YOUR INSTRUCTIONS:
Without the pictures, retype exactly the lines from the top of the entries below through the line that contains "Spot the building, then".

[[ SOURCE DATA, beginning ]]

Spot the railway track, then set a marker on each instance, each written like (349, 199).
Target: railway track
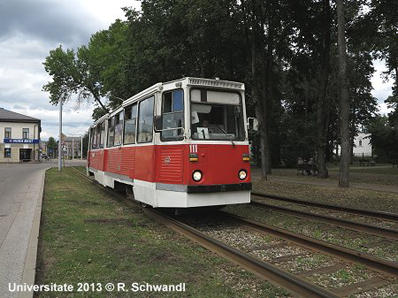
(345, 223)
(295, 283)
(362, 212)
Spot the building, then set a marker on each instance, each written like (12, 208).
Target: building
(72, 147)
(362, 145)
(19, 137)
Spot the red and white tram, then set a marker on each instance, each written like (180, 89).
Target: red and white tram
(178, 144)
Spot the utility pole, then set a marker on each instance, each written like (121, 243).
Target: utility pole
(60, 137)
(81, 148)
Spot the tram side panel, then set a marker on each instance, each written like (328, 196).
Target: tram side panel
(220, 164)
(144, 178)
(128, 162)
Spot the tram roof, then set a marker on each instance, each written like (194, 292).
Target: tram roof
(187, 81)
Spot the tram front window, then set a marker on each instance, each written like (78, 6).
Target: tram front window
(216, 115)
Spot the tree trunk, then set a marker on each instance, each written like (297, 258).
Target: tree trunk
(344, 100)
(322, 106)
(259, 109)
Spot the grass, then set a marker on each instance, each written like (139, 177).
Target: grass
(87, 236)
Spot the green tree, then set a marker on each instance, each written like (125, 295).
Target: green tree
(52, 146)
(344, 99)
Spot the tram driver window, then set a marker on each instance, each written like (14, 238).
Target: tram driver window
(216, 115)
(145, 121)
(173, 115)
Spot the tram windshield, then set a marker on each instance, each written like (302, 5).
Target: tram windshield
(216, 115)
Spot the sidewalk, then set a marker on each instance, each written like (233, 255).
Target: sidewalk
(20, 209)
(310, 180)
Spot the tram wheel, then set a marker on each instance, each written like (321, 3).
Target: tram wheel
(130, 192)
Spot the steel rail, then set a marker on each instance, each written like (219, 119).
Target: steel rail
(370, 213)
(262, 269)
(265, 270)
(357, 226)
(378, 264)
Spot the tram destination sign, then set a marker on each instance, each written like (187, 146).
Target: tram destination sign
(22, 141)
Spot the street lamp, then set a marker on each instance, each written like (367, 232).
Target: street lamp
(60, 137)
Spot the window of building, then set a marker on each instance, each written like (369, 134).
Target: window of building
(130, 124)
(7, 152)
(145, 120)
(173, 115)
(25, 133)
(7, 133)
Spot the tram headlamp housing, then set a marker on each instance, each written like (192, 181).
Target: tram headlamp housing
(242, 174)
(197, 176)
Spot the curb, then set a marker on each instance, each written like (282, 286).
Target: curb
(29, 272)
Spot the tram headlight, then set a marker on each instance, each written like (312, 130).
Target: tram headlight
(242, 174)
(197, 176)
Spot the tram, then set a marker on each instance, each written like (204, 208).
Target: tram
(177, 144)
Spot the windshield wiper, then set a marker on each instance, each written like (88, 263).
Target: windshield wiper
(230, 138)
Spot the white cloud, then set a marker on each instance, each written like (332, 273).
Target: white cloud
(28, 31)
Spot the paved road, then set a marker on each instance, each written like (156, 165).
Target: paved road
(20, 198)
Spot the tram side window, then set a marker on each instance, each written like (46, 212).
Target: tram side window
(130, 124)
(102, 139)
(145, 121)
(173, 115)
(98, 135)
(111, 131)
(94, 144)
(118, 129)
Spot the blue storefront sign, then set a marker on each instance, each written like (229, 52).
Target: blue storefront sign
(21, 141)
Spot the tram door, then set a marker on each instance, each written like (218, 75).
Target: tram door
(25, 154)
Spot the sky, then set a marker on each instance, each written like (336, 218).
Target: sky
(29, 29)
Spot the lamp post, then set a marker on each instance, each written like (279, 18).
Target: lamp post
(60, 137)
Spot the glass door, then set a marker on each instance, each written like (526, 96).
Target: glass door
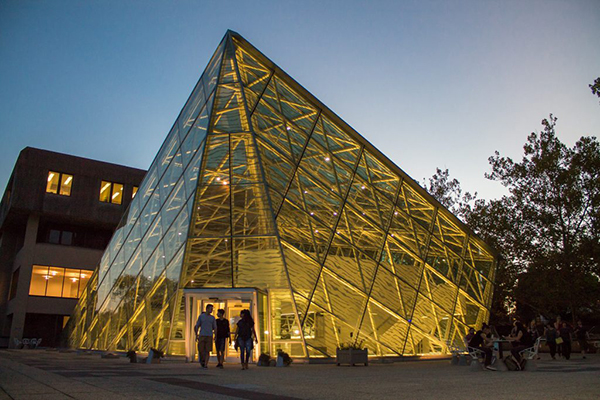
(233, 302)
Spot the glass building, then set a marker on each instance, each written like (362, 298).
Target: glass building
(261, 198)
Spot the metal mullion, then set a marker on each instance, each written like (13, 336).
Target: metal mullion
(345, 200)
(270, 204)
(185, 256)
(389, 224)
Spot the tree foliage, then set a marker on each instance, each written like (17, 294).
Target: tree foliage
(546, 229)
(449, 193)
(596, 87)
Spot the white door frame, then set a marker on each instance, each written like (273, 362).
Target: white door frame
(192, 295)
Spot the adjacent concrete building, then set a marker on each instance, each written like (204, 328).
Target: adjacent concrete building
(57, 215)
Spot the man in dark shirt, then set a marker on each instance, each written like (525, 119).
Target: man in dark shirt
(223, 335)
(482, 341)
(582, 336)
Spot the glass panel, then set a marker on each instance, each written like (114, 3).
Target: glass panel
(53, 180)
(294, 107)
(117, 193)
(303, 272)
(71, 283)
(193, 141)
(105, 191)
(39, 279)
(65, 184)
(254, 75)
(173, 205)
(278, 170)
(208, 264)
(212, 216)
(55, 282)
(251, 214)
(258, 254)
(340, 144)
(191, 110)
(83, 280)
(177, 234)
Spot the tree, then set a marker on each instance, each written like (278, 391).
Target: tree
(547, 228)
(596, 87)
(449, 193)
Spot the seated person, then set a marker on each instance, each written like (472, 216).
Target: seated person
(481, 340)
(469, 336)
(521, 340)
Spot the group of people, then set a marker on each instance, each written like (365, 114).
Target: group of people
(558, 336)
(208, 327)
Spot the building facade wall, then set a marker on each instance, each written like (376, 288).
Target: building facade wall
(28, 212)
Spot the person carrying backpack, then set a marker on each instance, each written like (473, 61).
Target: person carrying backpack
(245, 336)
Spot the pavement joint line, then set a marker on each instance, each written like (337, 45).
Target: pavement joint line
(36, 380)
(223, 390)
(6, 393)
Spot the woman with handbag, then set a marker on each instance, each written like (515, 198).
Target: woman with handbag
(565, 335)
(552, 339)
(245, 336)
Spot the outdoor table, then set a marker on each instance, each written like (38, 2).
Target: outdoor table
(499, 363)
(498, 346)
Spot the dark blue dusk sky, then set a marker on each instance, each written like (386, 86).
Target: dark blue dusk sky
(430, 83)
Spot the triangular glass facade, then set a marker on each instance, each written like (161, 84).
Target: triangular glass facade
(259, 185)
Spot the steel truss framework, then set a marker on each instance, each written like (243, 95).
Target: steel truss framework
(258, 184)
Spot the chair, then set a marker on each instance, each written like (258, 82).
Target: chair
(458, 354)
(477, 358)
(529, 355)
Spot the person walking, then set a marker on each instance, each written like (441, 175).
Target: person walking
(205, 326)
(245, 336)
(551, 335)
(482, 341)
(582, 335)
(557, 326)
(521, 340)
(223, 334)
(565, 335)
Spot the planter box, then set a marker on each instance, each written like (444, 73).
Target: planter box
(352, 356)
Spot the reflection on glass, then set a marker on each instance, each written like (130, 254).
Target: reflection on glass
(368, 256)
(55, 282)
(117, 193)
(59, 183)
(105, 191)
(111, 192)
(65, 184)
(39, 278)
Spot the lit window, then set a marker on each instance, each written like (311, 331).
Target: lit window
(111, 192)
(58, 282)
(39, 278)
(59, 183)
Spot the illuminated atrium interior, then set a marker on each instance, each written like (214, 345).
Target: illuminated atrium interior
(262, 198)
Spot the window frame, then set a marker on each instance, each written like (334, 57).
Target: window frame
(62, 176)
(111, 192)
(65, 270)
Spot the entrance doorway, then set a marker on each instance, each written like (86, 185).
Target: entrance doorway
(233, 301)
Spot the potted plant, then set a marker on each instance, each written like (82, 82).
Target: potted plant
(264, 360)
(132, 355)
(283, 359)
(352, 353)
(154, 356)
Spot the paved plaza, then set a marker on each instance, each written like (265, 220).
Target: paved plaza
(43, 374)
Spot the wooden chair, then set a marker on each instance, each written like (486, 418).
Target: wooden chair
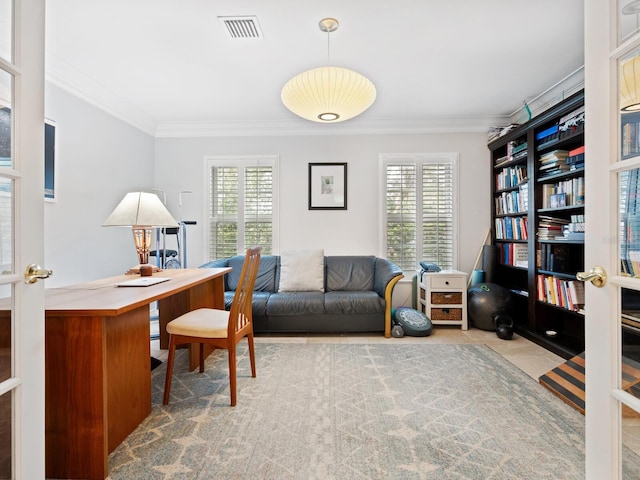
(219, 328)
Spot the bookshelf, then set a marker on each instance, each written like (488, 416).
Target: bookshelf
(537, 179)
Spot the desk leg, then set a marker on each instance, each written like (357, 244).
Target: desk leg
(205, 295)
(75, 401)
(97, 389)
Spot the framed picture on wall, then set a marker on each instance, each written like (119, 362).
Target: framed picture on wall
(327, 186)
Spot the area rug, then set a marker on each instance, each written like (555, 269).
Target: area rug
(375, 411)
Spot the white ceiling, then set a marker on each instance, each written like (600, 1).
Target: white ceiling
(165, 65)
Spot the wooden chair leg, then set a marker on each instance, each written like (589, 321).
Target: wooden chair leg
(167, 380)
(232, 374)
(252, 354)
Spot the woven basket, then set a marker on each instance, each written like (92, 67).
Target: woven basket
(446, 314)
(451, 298)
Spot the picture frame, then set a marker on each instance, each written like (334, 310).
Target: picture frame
(327, 186)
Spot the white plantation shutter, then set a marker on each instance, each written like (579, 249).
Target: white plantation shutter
(420, 215)
(258, 211)
(437, 213)
(224, 212)
(401, 215)
(242, 205)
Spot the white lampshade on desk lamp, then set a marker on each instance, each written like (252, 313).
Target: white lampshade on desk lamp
(142, 212)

[[ SOURCE DATA, end ]]

SOLUTION FOR THIS EXERCISE:
Spot the railway track, then set a marker on each instance, each written like (349, 199).
Target: railway track
(345, 223)
(295, 283)
(362, 212)
Spot the building, then set a marker on each instance, each written like (12, 208).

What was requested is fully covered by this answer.